## Start

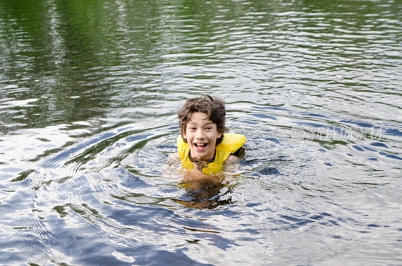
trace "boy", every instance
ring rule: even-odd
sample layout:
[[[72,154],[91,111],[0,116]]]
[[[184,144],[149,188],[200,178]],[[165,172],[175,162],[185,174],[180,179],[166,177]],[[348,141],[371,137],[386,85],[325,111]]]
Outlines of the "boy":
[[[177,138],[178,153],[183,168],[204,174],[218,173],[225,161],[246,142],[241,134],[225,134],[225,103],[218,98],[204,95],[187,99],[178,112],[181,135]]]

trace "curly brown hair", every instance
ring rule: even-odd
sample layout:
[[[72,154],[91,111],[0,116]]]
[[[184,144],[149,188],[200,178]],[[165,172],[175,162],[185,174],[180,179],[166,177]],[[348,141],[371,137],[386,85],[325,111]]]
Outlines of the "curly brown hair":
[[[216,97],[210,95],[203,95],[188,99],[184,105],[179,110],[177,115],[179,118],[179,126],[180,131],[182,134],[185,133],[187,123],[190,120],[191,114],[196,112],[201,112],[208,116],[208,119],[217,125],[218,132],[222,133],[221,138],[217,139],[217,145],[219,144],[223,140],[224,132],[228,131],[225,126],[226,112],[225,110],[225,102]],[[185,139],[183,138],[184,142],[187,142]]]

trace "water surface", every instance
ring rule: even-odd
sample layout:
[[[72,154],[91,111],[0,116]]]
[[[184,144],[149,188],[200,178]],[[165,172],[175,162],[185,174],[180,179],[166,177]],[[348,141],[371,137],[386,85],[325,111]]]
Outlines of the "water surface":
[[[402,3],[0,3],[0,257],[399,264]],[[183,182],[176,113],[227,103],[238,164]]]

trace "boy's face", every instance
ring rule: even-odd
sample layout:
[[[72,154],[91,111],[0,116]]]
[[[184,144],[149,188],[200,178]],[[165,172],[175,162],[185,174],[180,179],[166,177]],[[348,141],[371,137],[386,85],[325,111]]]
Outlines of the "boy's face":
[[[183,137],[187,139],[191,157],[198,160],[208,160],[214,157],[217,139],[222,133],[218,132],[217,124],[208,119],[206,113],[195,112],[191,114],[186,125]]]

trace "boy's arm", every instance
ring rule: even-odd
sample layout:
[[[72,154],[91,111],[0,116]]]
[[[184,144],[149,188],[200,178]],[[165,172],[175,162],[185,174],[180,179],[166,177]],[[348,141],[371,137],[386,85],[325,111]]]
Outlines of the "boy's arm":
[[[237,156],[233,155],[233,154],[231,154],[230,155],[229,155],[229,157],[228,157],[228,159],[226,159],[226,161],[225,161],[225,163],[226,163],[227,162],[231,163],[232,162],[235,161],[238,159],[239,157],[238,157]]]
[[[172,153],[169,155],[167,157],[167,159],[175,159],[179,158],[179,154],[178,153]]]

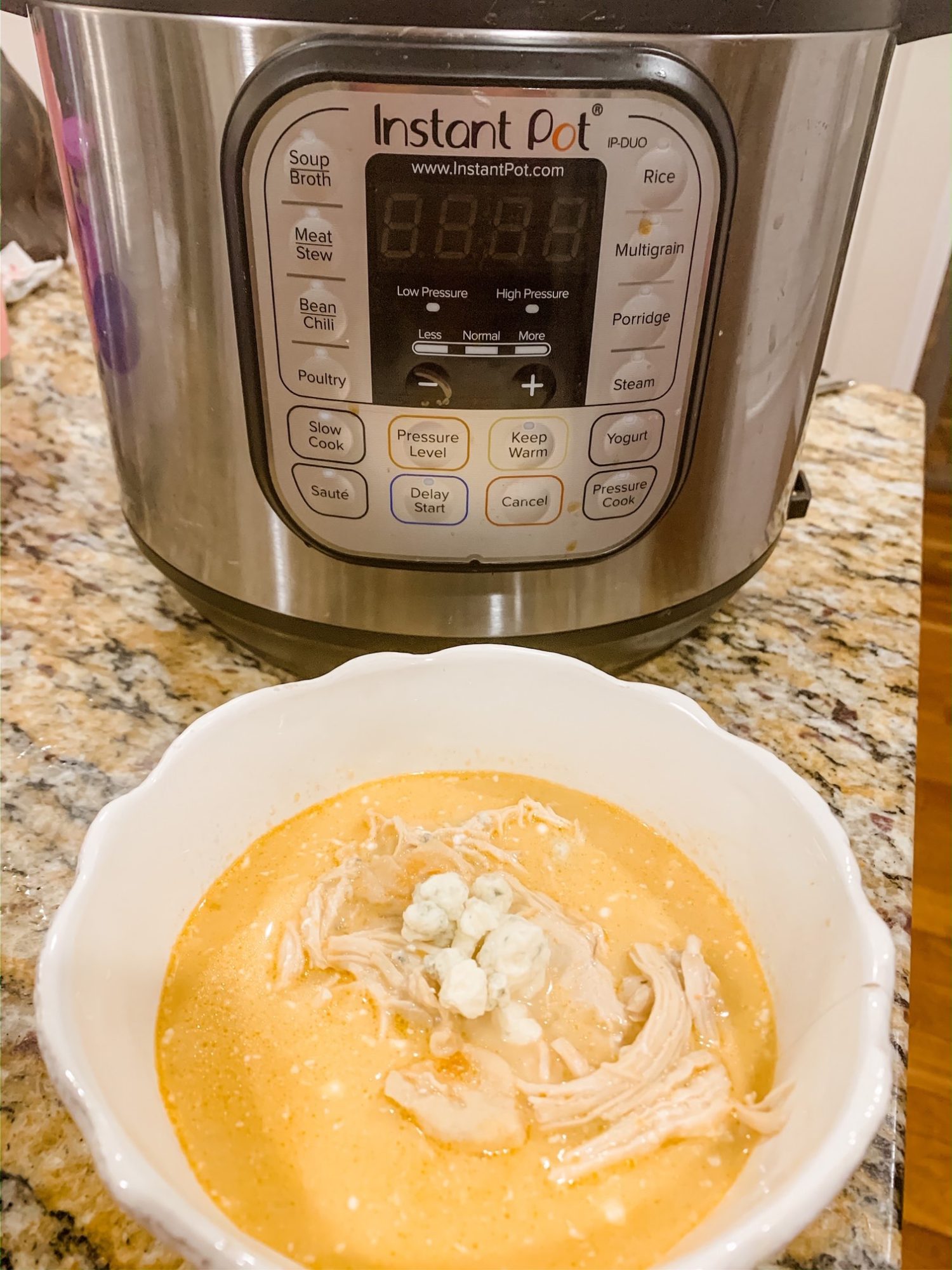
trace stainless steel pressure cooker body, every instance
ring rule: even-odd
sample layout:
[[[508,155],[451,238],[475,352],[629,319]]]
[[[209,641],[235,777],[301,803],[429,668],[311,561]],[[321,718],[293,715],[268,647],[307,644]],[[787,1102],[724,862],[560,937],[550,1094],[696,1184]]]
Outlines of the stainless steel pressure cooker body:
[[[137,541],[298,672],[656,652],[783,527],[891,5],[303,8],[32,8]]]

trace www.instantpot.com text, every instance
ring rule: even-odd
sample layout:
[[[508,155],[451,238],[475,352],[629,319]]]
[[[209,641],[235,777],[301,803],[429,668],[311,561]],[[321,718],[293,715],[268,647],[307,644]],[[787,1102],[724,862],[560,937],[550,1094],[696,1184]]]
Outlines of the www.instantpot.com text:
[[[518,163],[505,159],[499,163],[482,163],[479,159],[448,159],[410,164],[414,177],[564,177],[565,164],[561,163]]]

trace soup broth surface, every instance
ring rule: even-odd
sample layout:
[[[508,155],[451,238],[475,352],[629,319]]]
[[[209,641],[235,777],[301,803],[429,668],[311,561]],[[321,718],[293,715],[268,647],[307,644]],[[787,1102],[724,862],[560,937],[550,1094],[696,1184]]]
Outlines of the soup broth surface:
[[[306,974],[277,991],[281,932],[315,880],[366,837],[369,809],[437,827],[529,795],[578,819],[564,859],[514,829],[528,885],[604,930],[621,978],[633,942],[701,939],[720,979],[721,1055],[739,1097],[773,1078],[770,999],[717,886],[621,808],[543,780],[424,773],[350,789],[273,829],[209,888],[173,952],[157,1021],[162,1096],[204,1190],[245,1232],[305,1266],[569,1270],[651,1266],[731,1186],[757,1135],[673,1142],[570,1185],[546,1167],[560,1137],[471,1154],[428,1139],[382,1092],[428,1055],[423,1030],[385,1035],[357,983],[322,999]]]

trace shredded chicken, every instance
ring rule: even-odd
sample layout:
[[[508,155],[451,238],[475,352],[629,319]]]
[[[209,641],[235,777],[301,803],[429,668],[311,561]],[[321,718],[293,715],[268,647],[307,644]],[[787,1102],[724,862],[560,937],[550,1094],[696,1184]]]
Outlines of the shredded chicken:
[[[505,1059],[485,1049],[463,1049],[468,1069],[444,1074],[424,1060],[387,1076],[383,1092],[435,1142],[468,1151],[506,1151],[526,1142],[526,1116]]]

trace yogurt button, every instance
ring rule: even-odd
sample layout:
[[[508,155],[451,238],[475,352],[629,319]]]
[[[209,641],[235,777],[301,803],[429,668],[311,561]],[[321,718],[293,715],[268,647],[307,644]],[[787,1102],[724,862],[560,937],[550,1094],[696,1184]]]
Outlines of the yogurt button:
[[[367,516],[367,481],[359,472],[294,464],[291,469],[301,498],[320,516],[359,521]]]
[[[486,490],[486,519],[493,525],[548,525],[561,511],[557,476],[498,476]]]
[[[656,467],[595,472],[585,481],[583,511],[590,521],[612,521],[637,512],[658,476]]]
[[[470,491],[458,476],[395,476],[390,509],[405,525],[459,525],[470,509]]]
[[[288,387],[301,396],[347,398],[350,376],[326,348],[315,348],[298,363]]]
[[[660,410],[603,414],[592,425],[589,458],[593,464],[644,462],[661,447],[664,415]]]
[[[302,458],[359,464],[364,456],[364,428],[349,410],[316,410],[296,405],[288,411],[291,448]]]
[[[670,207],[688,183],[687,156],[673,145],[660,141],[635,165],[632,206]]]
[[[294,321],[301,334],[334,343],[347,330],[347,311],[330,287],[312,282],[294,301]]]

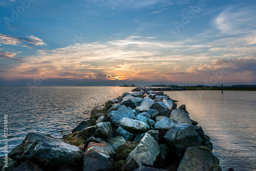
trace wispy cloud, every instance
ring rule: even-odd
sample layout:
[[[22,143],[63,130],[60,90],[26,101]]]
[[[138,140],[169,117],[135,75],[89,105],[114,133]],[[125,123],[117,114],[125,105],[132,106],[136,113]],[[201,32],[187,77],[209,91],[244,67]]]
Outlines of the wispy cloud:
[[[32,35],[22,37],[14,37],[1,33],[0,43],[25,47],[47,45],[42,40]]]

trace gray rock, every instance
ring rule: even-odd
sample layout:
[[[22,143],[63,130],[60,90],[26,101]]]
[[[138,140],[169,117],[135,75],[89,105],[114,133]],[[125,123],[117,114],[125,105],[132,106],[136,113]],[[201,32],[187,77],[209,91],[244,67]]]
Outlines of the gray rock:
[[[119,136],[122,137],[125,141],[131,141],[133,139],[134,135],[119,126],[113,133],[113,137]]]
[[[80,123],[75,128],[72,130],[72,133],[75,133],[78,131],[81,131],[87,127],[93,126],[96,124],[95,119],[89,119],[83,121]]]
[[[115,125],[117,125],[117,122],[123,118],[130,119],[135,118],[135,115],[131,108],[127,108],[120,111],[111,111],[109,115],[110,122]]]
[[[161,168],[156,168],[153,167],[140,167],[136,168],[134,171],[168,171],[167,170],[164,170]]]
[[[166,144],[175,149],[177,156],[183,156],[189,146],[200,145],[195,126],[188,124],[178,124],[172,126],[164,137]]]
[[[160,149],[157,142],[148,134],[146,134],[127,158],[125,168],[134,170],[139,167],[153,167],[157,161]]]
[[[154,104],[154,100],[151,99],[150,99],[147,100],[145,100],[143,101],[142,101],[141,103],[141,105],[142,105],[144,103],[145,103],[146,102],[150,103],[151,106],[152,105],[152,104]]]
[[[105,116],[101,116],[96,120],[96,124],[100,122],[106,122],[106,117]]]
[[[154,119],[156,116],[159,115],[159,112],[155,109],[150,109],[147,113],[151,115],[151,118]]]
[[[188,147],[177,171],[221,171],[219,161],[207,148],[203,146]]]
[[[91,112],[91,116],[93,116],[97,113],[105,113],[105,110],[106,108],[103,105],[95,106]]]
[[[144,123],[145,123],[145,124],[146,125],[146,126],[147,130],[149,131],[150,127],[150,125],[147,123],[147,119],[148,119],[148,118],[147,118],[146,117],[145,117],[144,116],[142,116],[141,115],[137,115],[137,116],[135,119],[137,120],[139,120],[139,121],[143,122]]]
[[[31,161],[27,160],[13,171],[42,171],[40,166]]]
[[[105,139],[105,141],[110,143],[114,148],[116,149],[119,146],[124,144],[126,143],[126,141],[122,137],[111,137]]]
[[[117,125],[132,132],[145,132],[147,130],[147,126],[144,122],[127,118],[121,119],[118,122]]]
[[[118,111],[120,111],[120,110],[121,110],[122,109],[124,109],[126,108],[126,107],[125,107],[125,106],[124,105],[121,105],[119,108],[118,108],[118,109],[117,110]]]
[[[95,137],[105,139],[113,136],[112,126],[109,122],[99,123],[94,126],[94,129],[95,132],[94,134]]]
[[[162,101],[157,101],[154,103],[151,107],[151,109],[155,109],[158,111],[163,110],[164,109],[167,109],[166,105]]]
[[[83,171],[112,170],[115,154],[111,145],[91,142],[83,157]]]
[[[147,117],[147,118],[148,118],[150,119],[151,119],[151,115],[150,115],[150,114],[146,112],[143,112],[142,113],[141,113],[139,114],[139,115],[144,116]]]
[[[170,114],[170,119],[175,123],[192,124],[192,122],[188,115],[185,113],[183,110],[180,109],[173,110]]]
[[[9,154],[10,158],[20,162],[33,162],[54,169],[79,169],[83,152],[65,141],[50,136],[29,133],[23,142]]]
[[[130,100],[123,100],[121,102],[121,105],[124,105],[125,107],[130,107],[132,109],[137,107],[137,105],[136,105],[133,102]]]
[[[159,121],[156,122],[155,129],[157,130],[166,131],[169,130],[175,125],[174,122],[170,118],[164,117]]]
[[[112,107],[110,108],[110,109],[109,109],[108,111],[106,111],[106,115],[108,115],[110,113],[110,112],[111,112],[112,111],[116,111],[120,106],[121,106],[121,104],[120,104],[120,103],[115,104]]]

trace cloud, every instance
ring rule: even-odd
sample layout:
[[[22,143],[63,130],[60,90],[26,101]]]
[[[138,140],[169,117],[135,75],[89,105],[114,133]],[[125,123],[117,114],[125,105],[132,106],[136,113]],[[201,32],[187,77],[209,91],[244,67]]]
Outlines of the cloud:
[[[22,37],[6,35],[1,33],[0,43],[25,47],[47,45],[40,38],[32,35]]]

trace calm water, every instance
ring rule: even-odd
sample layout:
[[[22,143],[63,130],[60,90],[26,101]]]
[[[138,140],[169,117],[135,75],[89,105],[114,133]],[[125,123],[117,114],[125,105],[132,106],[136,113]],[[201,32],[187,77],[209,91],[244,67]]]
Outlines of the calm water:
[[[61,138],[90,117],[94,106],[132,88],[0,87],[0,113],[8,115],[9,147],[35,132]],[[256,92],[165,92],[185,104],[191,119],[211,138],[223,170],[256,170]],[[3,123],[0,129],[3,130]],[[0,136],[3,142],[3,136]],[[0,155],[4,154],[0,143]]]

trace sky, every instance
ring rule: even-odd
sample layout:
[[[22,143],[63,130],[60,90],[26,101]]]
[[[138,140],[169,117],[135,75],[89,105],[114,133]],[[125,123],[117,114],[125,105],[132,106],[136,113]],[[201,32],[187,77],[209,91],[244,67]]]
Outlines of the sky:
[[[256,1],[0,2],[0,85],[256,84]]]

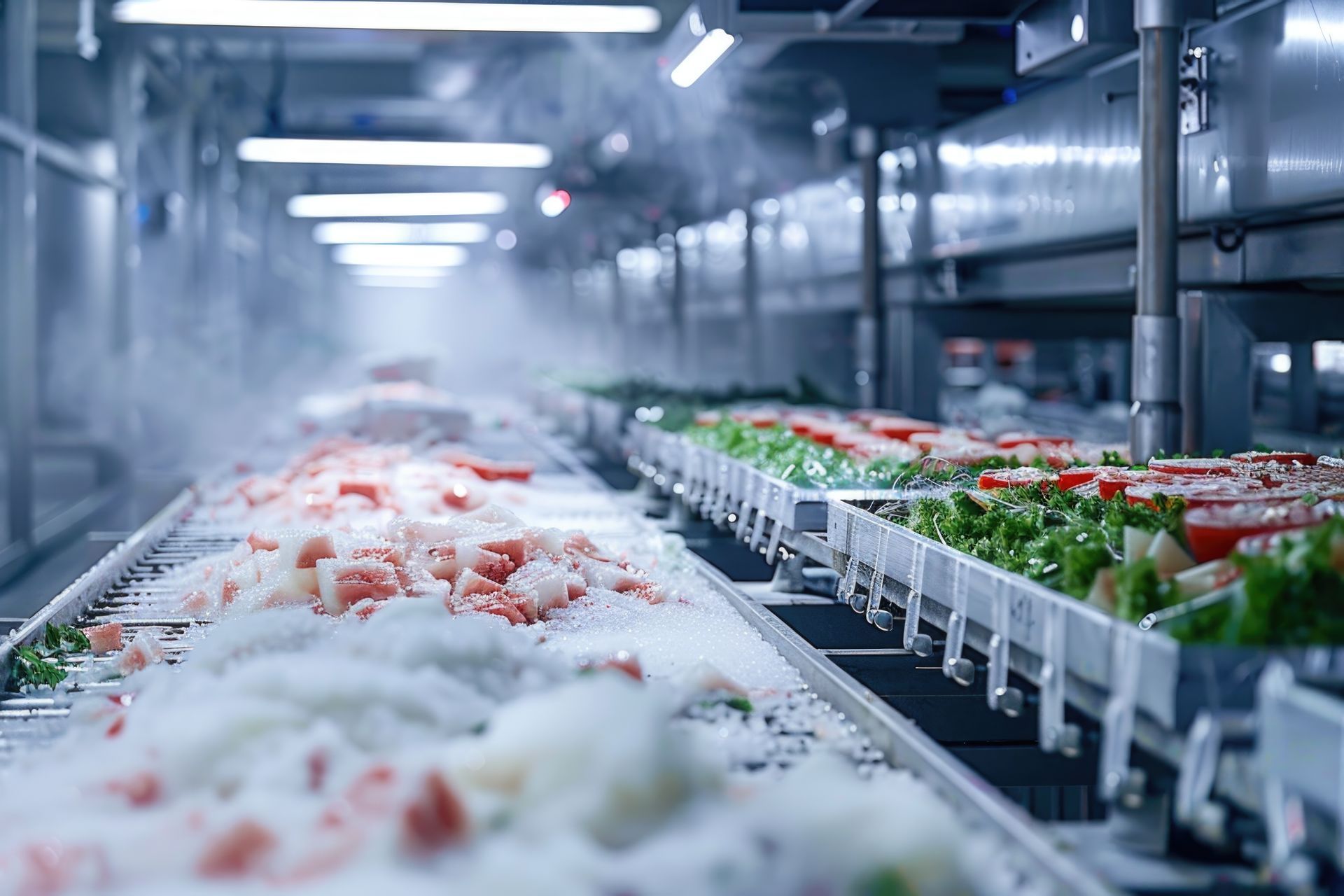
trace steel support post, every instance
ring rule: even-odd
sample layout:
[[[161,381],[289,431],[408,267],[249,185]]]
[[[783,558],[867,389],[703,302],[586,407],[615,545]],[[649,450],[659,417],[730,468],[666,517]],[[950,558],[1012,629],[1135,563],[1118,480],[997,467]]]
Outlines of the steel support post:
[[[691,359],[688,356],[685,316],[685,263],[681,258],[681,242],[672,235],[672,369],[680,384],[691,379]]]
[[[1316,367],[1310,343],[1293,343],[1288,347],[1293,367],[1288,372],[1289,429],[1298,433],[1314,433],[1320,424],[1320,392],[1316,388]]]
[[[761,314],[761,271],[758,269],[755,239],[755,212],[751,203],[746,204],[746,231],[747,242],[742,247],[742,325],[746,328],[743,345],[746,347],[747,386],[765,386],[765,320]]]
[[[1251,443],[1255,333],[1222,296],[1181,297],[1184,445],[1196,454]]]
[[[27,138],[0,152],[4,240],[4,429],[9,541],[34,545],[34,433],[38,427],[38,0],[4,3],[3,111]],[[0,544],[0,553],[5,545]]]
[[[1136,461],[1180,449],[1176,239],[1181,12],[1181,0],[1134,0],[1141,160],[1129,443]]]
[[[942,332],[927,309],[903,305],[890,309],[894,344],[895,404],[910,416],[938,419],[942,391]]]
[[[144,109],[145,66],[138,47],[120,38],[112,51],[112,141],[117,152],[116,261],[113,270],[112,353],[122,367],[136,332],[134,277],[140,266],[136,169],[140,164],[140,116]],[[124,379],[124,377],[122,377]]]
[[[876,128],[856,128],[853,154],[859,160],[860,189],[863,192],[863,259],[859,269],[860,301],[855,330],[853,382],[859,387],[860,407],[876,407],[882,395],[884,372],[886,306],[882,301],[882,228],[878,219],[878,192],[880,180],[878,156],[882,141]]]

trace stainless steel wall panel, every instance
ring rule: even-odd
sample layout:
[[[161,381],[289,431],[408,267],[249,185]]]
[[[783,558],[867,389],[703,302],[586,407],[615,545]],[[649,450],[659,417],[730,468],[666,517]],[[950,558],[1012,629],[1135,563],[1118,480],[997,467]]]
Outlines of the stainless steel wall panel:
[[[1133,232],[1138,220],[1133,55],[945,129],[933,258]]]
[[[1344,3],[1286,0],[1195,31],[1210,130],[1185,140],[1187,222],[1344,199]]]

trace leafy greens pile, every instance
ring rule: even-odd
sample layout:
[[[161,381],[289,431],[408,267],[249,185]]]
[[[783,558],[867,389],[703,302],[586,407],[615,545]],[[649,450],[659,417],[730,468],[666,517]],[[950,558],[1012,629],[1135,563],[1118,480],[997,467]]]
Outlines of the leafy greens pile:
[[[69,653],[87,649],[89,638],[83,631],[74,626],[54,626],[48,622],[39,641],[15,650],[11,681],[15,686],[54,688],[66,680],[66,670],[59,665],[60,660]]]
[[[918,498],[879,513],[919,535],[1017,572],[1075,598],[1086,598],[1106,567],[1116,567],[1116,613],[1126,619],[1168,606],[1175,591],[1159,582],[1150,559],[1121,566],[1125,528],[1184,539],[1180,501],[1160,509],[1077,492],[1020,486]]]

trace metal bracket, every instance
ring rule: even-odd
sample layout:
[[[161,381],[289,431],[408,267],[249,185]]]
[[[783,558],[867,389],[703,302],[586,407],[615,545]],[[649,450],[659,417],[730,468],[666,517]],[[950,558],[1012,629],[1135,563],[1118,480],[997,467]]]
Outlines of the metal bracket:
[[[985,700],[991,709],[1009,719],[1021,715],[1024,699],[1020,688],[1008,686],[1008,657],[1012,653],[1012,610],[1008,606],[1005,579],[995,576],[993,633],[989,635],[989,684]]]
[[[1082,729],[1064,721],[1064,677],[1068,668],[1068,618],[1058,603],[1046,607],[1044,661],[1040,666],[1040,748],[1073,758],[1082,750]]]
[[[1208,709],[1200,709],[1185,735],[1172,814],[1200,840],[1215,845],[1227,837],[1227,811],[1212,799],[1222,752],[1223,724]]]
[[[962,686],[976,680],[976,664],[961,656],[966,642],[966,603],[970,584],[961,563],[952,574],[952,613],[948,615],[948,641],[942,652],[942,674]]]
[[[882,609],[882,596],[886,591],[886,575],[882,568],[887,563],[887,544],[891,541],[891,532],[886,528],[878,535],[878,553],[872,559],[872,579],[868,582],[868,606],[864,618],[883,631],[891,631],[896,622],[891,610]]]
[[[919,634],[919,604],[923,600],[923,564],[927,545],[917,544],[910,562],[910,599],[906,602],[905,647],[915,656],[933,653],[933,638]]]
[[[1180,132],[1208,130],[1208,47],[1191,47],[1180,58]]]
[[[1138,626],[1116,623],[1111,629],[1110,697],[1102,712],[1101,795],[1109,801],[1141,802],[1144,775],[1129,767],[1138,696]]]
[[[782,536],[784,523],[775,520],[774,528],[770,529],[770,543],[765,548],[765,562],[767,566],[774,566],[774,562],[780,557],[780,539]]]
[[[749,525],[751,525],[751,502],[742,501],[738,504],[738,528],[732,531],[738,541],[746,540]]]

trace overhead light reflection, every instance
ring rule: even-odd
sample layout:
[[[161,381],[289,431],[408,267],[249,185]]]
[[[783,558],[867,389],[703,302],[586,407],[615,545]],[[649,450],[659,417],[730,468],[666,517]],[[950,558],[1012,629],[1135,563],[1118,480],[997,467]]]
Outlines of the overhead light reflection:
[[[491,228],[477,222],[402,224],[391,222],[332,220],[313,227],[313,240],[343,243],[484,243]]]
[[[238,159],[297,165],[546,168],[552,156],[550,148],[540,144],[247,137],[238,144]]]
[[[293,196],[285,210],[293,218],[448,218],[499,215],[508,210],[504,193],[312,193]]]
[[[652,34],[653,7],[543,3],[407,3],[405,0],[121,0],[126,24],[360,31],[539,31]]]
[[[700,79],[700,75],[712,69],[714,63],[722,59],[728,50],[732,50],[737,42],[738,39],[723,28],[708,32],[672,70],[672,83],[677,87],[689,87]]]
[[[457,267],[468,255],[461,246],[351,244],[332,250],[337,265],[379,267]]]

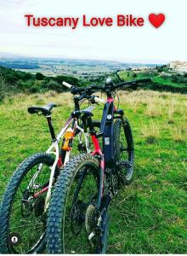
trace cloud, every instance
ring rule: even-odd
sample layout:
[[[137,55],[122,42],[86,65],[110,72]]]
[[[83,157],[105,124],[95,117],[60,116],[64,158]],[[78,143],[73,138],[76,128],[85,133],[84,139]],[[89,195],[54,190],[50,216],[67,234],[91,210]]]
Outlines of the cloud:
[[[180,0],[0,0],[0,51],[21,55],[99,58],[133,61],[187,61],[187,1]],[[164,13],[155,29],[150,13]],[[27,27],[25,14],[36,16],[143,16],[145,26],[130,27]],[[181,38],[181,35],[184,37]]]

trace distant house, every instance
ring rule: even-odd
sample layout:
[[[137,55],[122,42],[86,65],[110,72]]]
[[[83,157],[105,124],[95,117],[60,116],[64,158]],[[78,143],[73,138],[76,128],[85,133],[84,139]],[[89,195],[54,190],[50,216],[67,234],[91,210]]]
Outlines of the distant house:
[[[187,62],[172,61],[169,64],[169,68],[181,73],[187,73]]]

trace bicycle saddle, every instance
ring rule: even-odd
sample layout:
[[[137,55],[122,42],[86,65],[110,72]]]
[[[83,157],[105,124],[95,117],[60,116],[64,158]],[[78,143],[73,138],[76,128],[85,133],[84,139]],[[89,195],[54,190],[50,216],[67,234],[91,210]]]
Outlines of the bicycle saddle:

## End

# EXERCISE DESCRIPTION
Output the listing lines between the one holding "trace calm water, every instance" and the one holding "[[[256,1],[0,2],[0,85],[256,84]]]", inclusive, as a Markdown table with the columns Row and Line, leaving out blank lines.

# REPLY TO THE TASK
| Row | Line |
|---|---|
| 1 | trace calm water, every instance |
| 2 | ring rule: even-odd |
| 3 | sample layout: |
| 4 | [[[22,143],[63,130],[60,90],[26,101]]] |
| 5 | [[[138,140],[169,117],[135,75],[89,105],[114,133]],[[125,123],[117,114],[125,105],[132,106],[136,113]],[[201,32],[187,77],[209,91],[244,67]]] |
| 6 | Outlines of the calm water: |
| 7 | [[[61,138],[90,117],[94,106],[132,88],[0,87],[0,113],[8,115],[9,147],[35,132]],[[256,92],[165,92],[185,104],[191,119],[211,138],[223,170],[256,170]],[[3,123],[0,129],[3,130]],[[0,136],[3,142],[3,136]],[[0,155],[4,154],[0,143]]] |
| 8 | trace sky, every instance |
| 9 | ring rule: even-odd |
| 10 | sample layout: |
| 11 | [[[22,143],[63,130],[60,90],[26,101]]] |
| 12 | [[[138,140],[169,117],[135,75],[89,105],[114,133]],[[125,123],[117,114],[125,105],[132,106],[136,113]],[[201,32],[187,77],[209,91],[244,67]]] |
| 13 | Outlines of the sky: |
| 14 | [[[256,1],[0,2],[0,85],[256,84]]] |